TEXT SHOWN:
★ ★ ★ ★

Mr. Gerald Kaufman (Manchester, Gorton): I am obliged to the Secretary of State for National Heritage for her tribute to the work of the Select Committee on National Heritage. The two bases of the documents that we are discussing--the new 10-year charter starting this year and that the BBC be funded in that period by the licence--were first recommended by the Select Committee in its report, published on 9 December 1993. As the right hon. Member for Conwy (Sir W. Roberts) said, since then, the whole television landscape has changed. The Select Committee warned that it would in its report, and its recommendations were made in the context of that anticipated change. I have consistently repeated that warning.

There are now--and there were not when the Select Committee reported--not four, but 39 television channels available in this country. Terrestrial Channel 5 is due to start on 1 January next year and eight new Granada satellite channels are due to come into operation in October this year. So soon we shall have 48 channels, and there are many more to come--this is just the beginning. Digital compression, referred to by the righthon. Gentleman, on-demand services and interactive services have not begun yet, but they will become increasingly dominant in the television scene.

★ ★ ★ ★

RECORDS SHOWN:
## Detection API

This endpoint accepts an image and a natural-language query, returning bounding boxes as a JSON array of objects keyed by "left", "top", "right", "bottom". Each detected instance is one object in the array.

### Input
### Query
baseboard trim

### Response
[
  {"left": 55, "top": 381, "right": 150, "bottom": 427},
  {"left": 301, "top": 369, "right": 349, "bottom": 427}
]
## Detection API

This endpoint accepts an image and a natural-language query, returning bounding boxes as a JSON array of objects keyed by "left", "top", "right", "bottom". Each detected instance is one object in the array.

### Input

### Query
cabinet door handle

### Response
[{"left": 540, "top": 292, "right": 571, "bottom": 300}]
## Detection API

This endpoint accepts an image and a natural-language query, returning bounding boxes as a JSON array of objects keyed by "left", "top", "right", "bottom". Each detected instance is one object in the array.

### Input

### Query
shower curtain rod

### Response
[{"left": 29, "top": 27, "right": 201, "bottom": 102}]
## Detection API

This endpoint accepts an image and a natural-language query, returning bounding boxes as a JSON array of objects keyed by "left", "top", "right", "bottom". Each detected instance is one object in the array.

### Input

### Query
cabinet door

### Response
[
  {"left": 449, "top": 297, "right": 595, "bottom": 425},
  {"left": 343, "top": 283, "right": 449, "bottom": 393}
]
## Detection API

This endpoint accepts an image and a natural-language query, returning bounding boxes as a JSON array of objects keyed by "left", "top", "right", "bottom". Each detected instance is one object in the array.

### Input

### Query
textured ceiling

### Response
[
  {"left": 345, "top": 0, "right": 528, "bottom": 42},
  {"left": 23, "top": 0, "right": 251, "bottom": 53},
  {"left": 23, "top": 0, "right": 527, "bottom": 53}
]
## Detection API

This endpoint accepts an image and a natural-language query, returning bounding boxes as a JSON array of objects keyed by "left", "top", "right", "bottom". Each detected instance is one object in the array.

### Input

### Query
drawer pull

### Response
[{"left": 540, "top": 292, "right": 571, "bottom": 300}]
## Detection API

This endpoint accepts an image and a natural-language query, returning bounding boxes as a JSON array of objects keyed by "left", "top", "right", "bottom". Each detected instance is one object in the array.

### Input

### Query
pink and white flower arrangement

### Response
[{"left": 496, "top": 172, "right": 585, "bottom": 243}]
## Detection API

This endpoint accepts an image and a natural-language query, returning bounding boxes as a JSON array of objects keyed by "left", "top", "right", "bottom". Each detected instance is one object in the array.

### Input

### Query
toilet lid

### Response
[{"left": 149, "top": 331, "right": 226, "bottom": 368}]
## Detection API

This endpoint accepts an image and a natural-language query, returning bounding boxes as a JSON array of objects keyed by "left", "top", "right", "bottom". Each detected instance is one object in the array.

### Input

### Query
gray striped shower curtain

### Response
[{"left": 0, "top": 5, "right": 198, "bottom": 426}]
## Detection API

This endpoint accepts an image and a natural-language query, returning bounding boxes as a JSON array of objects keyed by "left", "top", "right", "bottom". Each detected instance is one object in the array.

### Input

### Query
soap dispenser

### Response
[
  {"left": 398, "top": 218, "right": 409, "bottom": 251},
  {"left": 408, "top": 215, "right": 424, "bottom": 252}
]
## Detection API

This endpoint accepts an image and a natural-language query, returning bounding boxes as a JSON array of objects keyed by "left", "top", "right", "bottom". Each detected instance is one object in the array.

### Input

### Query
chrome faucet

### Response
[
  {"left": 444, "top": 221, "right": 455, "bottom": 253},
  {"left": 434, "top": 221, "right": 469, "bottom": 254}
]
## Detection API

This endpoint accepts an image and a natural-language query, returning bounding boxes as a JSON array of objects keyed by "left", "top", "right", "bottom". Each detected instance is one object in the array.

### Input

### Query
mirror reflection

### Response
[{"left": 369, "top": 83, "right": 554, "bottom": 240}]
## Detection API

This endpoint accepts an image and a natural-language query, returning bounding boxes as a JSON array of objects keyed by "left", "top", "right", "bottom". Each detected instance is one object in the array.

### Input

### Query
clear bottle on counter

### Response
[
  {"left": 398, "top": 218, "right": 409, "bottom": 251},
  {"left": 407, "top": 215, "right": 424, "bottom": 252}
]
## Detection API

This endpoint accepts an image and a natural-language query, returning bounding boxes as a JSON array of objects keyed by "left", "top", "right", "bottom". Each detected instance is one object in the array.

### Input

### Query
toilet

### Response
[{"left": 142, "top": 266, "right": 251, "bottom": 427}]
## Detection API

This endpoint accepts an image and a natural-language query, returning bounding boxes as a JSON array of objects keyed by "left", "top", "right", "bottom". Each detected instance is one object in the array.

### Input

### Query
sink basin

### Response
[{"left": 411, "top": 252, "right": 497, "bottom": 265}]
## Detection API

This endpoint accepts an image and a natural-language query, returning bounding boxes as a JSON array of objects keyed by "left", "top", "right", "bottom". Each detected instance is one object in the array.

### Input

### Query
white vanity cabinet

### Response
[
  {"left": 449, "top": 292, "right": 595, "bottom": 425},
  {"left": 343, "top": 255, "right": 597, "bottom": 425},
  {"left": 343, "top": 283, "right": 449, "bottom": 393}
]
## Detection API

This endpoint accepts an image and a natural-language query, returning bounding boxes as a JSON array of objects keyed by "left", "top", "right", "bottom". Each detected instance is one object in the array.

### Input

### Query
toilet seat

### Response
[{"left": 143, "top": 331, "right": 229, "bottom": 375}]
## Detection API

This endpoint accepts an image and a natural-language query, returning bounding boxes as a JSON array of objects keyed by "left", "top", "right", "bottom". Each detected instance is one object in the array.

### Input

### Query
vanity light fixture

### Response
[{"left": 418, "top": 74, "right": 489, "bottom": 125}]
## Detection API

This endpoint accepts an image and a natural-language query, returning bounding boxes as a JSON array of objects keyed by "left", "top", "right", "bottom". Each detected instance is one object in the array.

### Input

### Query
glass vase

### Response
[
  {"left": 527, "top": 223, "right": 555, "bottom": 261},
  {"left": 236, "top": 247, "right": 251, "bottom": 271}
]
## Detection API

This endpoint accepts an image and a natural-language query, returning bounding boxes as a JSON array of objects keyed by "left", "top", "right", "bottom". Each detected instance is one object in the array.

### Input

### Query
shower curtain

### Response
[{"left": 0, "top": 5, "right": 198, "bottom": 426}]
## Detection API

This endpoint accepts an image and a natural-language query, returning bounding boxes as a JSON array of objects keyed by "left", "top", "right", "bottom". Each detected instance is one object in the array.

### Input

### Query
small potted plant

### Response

★ ★ ★ ★

DIRECTION 1: Reproduce the parliamentary speech on the BBC charter in its entirety, word for word.
DIRECTION 2: Count how many lines in the listing contain the string "curtain", treating uppercase and lowercase as different, and reply with the number alone.

FULL ANSWER 1:
Mr. Gerald Kaufman (Manchester, Gorton): I am obliged to the Secretary of State for National Heritage for her tribute to the work of the Select Committee on National Heritage. The two bases of the documents that we are discussing--the new 10-year charter starting this year and that the BBC be funded in that period by the licence--were first recommended by the Select Committee in its report, published on 9 December 1993. As the right hon. Member for Conwy (Sir W. Roberts) said, since then, the whole television landscape has changed. The Select Committee warned that it would in its report, and its recommendations were made in the context of that anticipated change. I have consistently repeated that warning.

There are now--and there were not when the Select Committee reported--not four, but 39 television channels available in this country. Terrestrial Channel 5 is due to start on 1 January next year and eight new Granada satellite channels are due to come into operation in October this year. So soon we shall have 48 channels, and there are many more to come--this is just the beginning. Digital compression, referred to by the righthon. Gentleman, on-demand services and interactive services have not begun yet, but they will become increasingly dominant in the television scene.

FULL ANSWER 2: 3